== DATA TO USE
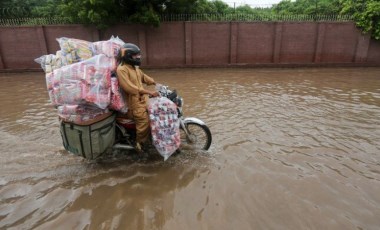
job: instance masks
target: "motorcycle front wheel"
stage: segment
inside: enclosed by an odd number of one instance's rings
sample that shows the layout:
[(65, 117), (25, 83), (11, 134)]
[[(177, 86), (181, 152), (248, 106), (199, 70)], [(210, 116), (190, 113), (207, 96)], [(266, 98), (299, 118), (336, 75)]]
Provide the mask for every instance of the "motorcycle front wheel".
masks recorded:
[(210, 129), (206, 125), (195, 122), (184, 124), (188, 135), (183, 127), (180, 127), (181, 147), (193, 150), (208, 150), (211, 145), (212, 137)]

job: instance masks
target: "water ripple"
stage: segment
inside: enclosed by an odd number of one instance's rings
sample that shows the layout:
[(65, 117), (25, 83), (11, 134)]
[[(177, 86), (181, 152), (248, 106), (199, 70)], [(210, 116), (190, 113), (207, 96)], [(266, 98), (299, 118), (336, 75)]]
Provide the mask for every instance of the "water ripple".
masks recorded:
[(2, 74), (0, 228), (380, 226), (378, 68), (146, 72), (206, 122), (210, 151), (83, 160), (62, 147), (43, 74)]

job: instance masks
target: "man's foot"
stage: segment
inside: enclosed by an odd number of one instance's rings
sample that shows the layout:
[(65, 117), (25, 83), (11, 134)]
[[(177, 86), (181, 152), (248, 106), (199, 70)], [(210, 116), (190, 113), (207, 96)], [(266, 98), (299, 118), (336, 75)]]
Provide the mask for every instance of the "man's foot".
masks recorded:
[(138, 143), (138, 142), (136, 143), (135, 150), (138, 153), (143, 153), (143, 150), (142, 150), (142, 147), (141, 147), (140, 143)]
[(140, 143), (137, 143), (135, 146), (135, 150), (137, 152), (137, 158), (138, 160), (147, 160), (149, 155), (148, 153), (144, 150), (144, 146)]

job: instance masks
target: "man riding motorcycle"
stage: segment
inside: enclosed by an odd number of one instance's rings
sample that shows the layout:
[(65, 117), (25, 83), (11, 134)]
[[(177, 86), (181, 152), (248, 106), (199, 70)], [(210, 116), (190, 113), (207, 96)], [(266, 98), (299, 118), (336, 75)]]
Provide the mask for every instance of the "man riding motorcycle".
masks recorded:
[(128, 104), (127, 117), (136, 123), (136, 150), (142, 152), (142, 145), (148, 140), (150, 127), (147, 111), (148, 96), (157, 97), (159, 93), (144, 89), (143, 83), (155, 85), (153, 78), (144, 74), (139, 68), (141, 51), (138, 46), (126, 43), (120, 49), (117, 77), (125, 91)]

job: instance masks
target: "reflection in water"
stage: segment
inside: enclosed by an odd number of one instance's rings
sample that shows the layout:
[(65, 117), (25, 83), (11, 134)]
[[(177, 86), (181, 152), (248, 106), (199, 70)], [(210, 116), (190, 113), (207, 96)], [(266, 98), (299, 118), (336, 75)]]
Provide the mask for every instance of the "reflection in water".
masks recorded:
[(42, 73), (0, 77), (0, 229), (377, 229), (380, 69), (147, 70), (211, 150), (88, 162)]

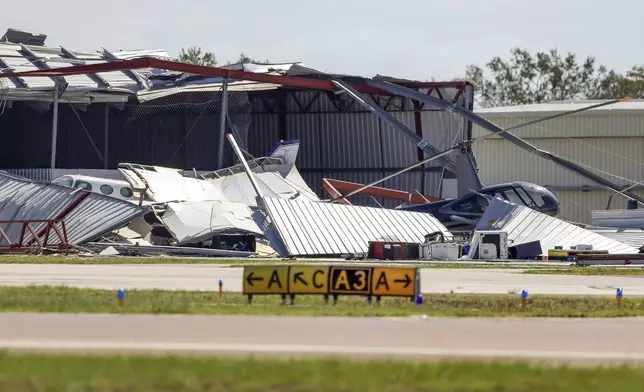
====
WORK REQUEST:
Repeat the entries verbatim; no pictures.

COMPLETED EXERCISE:
job: instance masks
target: "motorcycle front wheel"
stage: segment
inside: enclosed by an odd number of one instance's rings
sample that shows the layout:
[(65, 117), (25, 83), (11, 134)]
[[(177, 86), (181, 152), (248, 106), (199, 70)], [(210, 116), (190, 113), (207, 96)], [(266, 98), (299, 118), (336, 75)]]
Provide the mask for every instance of the "motorcycle front wheel".
masks recorded:
[(210, 129), (206, 125), (195, 122), (184, 124), (188, 135), (183, 127), (180, 127), (181, 147), (193, 150), (208, 150), (211, 145), (212, 137)]

job: instance masks
target: "water ripple"
stage: segment
inside: enclosed by an odd number of one instance's rings
sample that shows the layout:
[(65, 117), (25, 83), (11, 134)]
[[(177, 86), (181, 152), (248, 106), (199, 70)], [(210, 116), (190, 113), (207, 96)], [(266, 98), (299, 118), (336, 75)]]
Provide the mask for every instance of the "water ripple".
masks recorded:
[(2, 74), (0, 228), (380, 226), (378, 68), (146, 72), (206, 122), (210, 151), (83, 160), (62, 147), (43, 74)]

job: instance masks
target: "man's foot"
stage: segment
inside: enclosed by an odd number of one instance's rings
sample that shows the layout:
[(65, 117), (25, 83), (11, 134)]
[[(177, 86), (181, 152), (248, 106), (199, 70)], [(210, 116), (190, 113), (207, 96)], [(266, 98), (299, 118), (336, 75)]]
Provide the mask for every instance of the "man's foot".
masks recorded:
[(138, 143), (138, 142), (136, 143), (135, 150), (138, 153), (143, 153), (143, 150), (142, 150), (142, 147), (141, 147), (140, 143)]
[(140, 143), (137, 143), (135, 146), (135, 150), (137, 152), (137, 158), (138, 160), (147, 160), (149, 155), (148, 153), (144, 150), (144, 146)]

job: instance masks
target: "man riding motorcycle"
stage: segment
inside: enclosed by an odd number of one instance's rings
sample that shows the layout:
[(65, 117), (25, 83), (11, 134)]
[[(177, 86), (181, 152), (248, 106), (199, 70)], [(210, 116), (190, 113), (207, 96)], [(266, 98), (299, 118), (336, 75)]]
Provide the mask for every instance of the "man riding motorcycle".
masks recorded:
[(128, 104), (127, 117), (136, 123), (136, 150), (142, 152), (142, 145), (148, 140), (150, 127), (147, 111), (148, 96), (157, 97), (159, 93), (144, 89), (143, 83), (155, 85), (153, 78), (144, 74), (139, 68), (141, 51), (138, 46), (126, 43), (120, 49), (117, 77), (125, 91)]

job: instance masks
target: "reflection in water"
stage: segment
inside: enclosed by an odd number of one instance's rings
sample that shows the layout:
[(65, 117), (25, 83), (11, 134)]
[[(177, 86), (181, 152), (248, 106), (199, 70)], [(210, 116), (190, 113), (207, 96)], [(266, 98), (299, 118), (336, 75)]]
Provide the mask for every instance of the "reflection in water".
masks recorded:
[(42, 73), (0, 77), (0, 229), (377, 229), (380, 69), (147, 70), (211, 150), (88, 162)]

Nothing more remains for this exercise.